The task –
Render every line of the rows below as a Markdown table with the columns "Row" and "Line", giving each line its own number and leaving out blank lines.

** Start of Items **

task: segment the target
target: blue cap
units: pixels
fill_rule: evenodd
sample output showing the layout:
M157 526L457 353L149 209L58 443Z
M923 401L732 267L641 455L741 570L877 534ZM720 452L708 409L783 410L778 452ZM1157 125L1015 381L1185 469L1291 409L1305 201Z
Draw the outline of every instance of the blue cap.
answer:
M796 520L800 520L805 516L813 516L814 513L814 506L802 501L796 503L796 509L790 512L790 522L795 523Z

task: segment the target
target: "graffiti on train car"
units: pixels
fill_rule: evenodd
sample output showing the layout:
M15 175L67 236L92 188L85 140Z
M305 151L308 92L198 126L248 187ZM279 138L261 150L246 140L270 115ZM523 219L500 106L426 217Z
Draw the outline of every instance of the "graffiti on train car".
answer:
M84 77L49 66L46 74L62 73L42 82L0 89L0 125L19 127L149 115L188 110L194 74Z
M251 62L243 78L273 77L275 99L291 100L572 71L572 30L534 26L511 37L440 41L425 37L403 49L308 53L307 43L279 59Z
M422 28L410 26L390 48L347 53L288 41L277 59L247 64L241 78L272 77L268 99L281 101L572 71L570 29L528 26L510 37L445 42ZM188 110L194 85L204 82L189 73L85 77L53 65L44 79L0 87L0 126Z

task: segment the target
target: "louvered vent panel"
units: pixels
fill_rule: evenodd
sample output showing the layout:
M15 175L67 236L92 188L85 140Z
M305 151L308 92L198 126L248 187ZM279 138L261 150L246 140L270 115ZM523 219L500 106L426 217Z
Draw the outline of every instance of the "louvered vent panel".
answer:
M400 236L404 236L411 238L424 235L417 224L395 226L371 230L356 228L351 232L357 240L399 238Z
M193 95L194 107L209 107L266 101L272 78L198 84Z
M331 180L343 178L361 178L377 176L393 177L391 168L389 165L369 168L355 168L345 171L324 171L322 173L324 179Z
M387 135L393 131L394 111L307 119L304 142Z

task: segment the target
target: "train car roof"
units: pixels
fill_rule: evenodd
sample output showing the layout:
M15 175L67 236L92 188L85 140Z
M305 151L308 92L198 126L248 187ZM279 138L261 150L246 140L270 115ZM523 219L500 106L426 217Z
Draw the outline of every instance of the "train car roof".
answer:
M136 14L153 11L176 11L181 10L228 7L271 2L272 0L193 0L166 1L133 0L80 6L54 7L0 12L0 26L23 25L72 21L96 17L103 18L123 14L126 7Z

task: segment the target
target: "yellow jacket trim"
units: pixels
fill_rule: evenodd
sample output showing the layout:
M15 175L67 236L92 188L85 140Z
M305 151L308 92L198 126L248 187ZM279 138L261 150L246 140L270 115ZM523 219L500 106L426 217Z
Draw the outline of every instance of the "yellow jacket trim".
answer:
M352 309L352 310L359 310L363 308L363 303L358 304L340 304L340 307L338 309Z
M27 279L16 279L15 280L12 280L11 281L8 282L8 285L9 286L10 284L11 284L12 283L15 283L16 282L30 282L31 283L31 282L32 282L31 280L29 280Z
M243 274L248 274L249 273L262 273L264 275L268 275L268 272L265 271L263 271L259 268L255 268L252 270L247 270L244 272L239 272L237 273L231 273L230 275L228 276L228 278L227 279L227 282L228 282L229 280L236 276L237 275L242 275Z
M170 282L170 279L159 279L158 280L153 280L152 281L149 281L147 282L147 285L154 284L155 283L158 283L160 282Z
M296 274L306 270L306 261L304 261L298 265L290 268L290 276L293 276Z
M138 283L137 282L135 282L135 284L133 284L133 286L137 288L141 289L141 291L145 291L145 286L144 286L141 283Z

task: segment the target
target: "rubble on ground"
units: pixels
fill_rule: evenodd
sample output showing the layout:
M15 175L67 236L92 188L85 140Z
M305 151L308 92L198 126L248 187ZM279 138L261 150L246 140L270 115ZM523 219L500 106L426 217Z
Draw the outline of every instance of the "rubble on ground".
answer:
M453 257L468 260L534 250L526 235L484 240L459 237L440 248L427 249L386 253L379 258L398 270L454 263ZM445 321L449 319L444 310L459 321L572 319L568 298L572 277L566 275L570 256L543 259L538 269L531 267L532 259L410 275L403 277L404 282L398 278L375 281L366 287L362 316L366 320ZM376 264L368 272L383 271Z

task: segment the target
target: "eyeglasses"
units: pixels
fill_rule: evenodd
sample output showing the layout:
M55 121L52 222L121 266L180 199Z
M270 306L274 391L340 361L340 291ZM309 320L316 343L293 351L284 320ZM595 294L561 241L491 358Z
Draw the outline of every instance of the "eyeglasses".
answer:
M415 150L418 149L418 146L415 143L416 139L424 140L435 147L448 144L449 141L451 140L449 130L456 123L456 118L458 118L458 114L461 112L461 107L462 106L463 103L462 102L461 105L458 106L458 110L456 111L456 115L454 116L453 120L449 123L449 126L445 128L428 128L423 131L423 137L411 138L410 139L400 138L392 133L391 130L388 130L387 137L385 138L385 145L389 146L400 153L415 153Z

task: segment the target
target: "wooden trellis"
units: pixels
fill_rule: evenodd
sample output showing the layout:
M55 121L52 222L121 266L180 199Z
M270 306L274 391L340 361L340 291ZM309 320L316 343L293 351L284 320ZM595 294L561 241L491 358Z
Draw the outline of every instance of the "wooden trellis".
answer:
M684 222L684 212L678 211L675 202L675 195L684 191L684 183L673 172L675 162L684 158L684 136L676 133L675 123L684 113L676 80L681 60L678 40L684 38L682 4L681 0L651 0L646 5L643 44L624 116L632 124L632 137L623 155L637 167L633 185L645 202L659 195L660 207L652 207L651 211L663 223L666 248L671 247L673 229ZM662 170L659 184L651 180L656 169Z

** End of Items **

Solution to the problem –
| Row | Line |
|---|---|
| 1 | task: segment the target |
| 2 | target: blue cap |
| 3 | units: pixels |
| 4 | fill_rule: evenodd |
| 5 | sample output showing the layout: |
| 6 | M157 526L457 353L149 209L58 443Z |
| 7 | M923 401L732 267L641 455L741 570L877 534ZM720 452L708 409L783 410L778 452ZM1157 125L1015 381L1185 469L1291 409L1305 201Z |
| 8 | Draw the outline of every instance of the blue cap. |
| 9 | answer: |
| 10 | M796 520L800 520L805 516L813 516L814 513L814 506L802 501L796 503L796 509L790 512L790 522L795 523Z |
| 11 | task: segment the target |
| 12 | target: "graffiti on train car" |
| 13 | units: pixels |
| 14 | fill_rule: evenodd |
| 15 | sample output showing the layout: |
| 16 | M15 175L67 236L92 188L85 140Z |
| 17 | M305 151L308 92L198 126L248 187ZM279 138L261 150L246 140L270 115ZM523 219L500 106L426 217Z |
| 18 | Draw the outline of every instance of the "graffiti on train car". |
| 19 | answer: |
| 20 | M84 77L49 66L46 74L62 73L42 82L0 89L0 125L19 127L149 115L188 110L194 74Z |
| 21 | M251 62L243 78L273 77L275 99L291 100L572 71L572 30L534 26L511 37L440 41L425 37L403 49L308 53L307 43L279 59Z |
| 22 | M422 28L410 26L390 48L347 53L288 41L277 59L247 64L241 78L272 77L268 99L281 101L572 71L570 29L528 26L510 37L445 42ZM188 110L194 85L204 82L189 73L85 77L53 65L44 79L0 87L0 126Z |
| 23 | task: segment the target |
| 24 | target: "louvered vent panel" |
| 25 | units: pixels |
| 26 | fill_rule: evenodd |
| 27 | sample output showing the layout: |
| 28 | M15 175L67 236L92 188L85 140Z |
| 29 | M305 151L308 92L198 126L248 187ZM279 138L261 150L246 140L270 115ZM523 219L500 106L426 217Z |
| 30 | Draw the outline of every instance of the "louvered vent panel". |
| 31 | answer: |
| 32 | M400 236L404 236L411 238L424 235L417 224L395 226L371 230L356 228L351 232L357 240L399 238Z |
| 33 | M193 95L194 107L209 107L266 101L272 78L198 84Z |
| 34 | M331 180L343 178L361 178L377 176L393 177L391 168L389 165L369 168L355 168L345 171L324 171L322 173L324 179Z |
| 35 | M387 135L393 131L394 111L307 119L304 142Z |
| 36 | task: segment the target |
| 37 | target: "train car roof" |
| 38 | units: pixels |
| 39 | fill_rule: evenodd |
| 40 | sample output showing the layout: |
| 41 | M15 175L67 236L92 188L85 140Z |
| 42 | M305 151L308 92L198 126L248 187ZM279 138L261 150L246 140L270 115ZM523 219L500 106L426 217Z |
| 43 | Draw the outline of every instance of the "train car roof". |
| 44 | answer: |
| 45 | M136 14L153 11L176 11L181 10L228 7L271 2L272 0L193 0L166 1L133 0L80 6L54 7L0 12L0 26L23 25L72 21L96 17L103 18L123 14L126 7Z |
| 46 | task: segment the target |
| 47 | target: "yellow jacket trim" |
| 48 | units: pixels |
| 49 | fill_rule: evenodd |
| 50 | sample output showing the layout: |
| 51 | M15 175L67 236L92 188L85 140Z |
| 52 | M305 151L308 92L198 126L248 187ZM279 138L261 150L246 140L270 115ZM523 219L500 106L426 217Z |
| 53 | Draw the outline of every instance of the "yellow jacket trim". |
| 54 | answer: |
| 55 | M352 309L352 310L359 310L363 308L363 303L358 304L340 304L340 307L338 309Z |
| 56 | M27 279L16 279L15 280L12 280L11 281L8 282L8 285L9 286L10 284L11 284L12 283L15 283L16 282L30 282L31 283L31 282L32 282L31 280L29 280Z |
| 57 | M243 274L248 274L249 273L262 273L264 275L268 275L268 272L265 271L263 271L259 268L255 268L252 270L247 270L244 272L239 272L237 273L231 273L230 275L228 276L228 278L227 279L227 282L228 282L229 280L236 276L237 275L242 275Z |
| 58 | M170 282L170 279L159 279L158 280L153 280L152 281L149 281L147 282L147 285L154 284L155 283L158 283L160 282Z |
| 59 | M296 274L306 270L306 261L304 261L298 265L290 268L290 276L293 276Z |
| 60 | M138 283L137 282L135 282L135 284L133 284L133 286L137 288L141 289L141 291L145 291L145 286L144 286L141 283Z |
| 61 | task: segment the target |
| 62 | target: "rubble on ground" |
| 63 | units: pixels |
| 64 | fill_rule: evenodd |
| 65 | sample output showing the layout: |
| 66 | M15 175L67 236L92 188L85 140Z |
| 67 | M305 151L308 92L198 126L248 187ZM279 138L261 150L246 140L270 115ZM523 219L500 106L426 217Z |
| 68 | Draw the outline of every instance of the "rubble on ground". |
| 69 | answer: |
| 70 | M453 257L468 260L534 250L526 235L484 240L459 237L440 248L427 249L386 253L379 258L398 270L454 263ZM445 321L449 319L444 310L459 321L572 319L568 298L572 277L566 275L570 256L543 259L538 269L531 267L532 259L410 275L403 277L404 282L398 278L375 281L366 287L362 316L366 320ZM376 264L368 272L383 271Z |
| 71 | task: segment the target |
| 72 | target: "eyeglasses" |
| 73 | units: pixels |
| 74 | fill_rule: evenodd |
| 75 | sample output showing the layout: |
| 76 | M55 121L52 222L121 266L180 199Z |
| 77 | M270 306L274 391L340 361L340 291ZM309 320L316 343L293 351L284 320ZM595 294L561 241L491 358Z |
| 78 | Draw the outline of every instance of the "eyeglasses". |
| 79 | answer: |
| 80 | M415 150L418 149L418 146L415 143L416 139L424 140L435 147L448 144L449 141L451 140L449 130L456 123L456 118L458 118L458 114L461 112L461 107L462 106L463 103L462 102L461 105L458 106L458 110L456 111L456 115L454 116L453 120L449 123L449 126L445 128L428 128L423 131L423 137L411 138L410 139L400 138L392 133L391 130L388 130L387 137L385 138L385 145L389 146L400 153L415 153Z |
| 81 | task: segment the target |
| 82 | target: "wooden trellis" |
| 83 | units: pixels |
| 84 | fill_rule: evenodd |
| 85 | sample output showing the layout: |
| 86 | M55 121L52 222L121 266L180 199Z |
| 87 | M270 306L274 391L340 361L340 291ZM309 320L316 343L293 351L284 320ZM595 294L561 241L491 358Z |
| 88 | Draw the outline of every instance of the "wooden trellis". |
| 89 | answer: |
| 90 | M684 222L684 212L678 211L675 202L675 195L684 191L684 183L673 172L675 162L684 158L684 136L676 133L675 123L684 113L676 80L681 60L678 40L684 38L682 4L681 0L651 0L646 5L643 44L624 116L632 124L632 137L623 155L637 167L633 185L645 202L659 195L660 207L652 207L651 211L663 223L666 248L671 247L673 229ZM662 170L659 184L651 180L656 169Z |